Exercise material
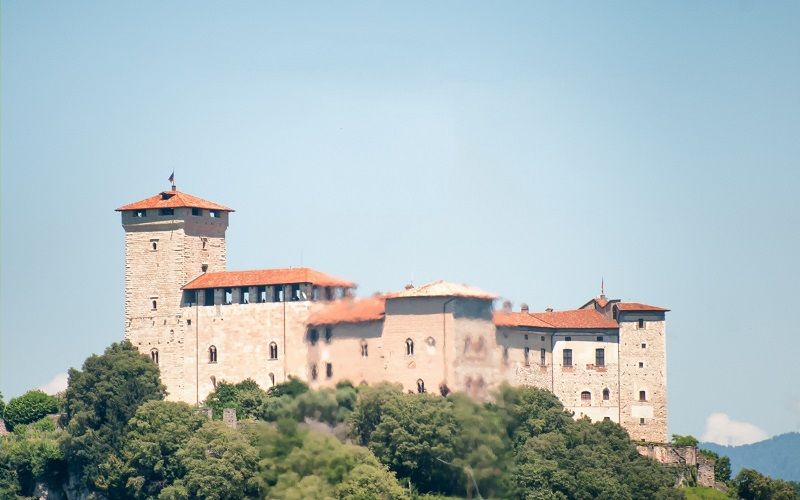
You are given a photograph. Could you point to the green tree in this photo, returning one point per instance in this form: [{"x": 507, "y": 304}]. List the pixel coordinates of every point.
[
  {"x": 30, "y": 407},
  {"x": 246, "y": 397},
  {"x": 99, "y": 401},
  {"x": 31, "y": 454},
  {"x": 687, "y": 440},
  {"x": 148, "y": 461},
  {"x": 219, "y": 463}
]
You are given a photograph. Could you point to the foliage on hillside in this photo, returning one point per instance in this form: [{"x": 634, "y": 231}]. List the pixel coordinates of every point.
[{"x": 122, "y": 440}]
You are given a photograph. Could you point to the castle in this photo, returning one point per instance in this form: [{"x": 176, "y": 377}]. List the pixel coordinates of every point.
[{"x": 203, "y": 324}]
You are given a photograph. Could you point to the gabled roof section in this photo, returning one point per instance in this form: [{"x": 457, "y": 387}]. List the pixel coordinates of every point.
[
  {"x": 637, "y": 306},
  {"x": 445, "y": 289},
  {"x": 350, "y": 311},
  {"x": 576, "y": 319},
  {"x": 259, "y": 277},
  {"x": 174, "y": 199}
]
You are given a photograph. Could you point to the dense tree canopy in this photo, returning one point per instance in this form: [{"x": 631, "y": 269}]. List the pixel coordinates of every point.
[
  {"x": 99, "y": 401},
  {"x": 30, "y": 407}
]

Activity
Write out again, unchanged, every line from the line containing "You are given a photograph. Could you point to the dense" to the final line of the material above.

Response below
You are given a photograph. Could you point to the dense tree canopy in this photo, returning one point per instance in this form: [{"x": 631, "y": 269}]. List the pixel coordinates of every point.
[
  {"x": 99, "y": 401},
  {"x": 30, "y": 407}
]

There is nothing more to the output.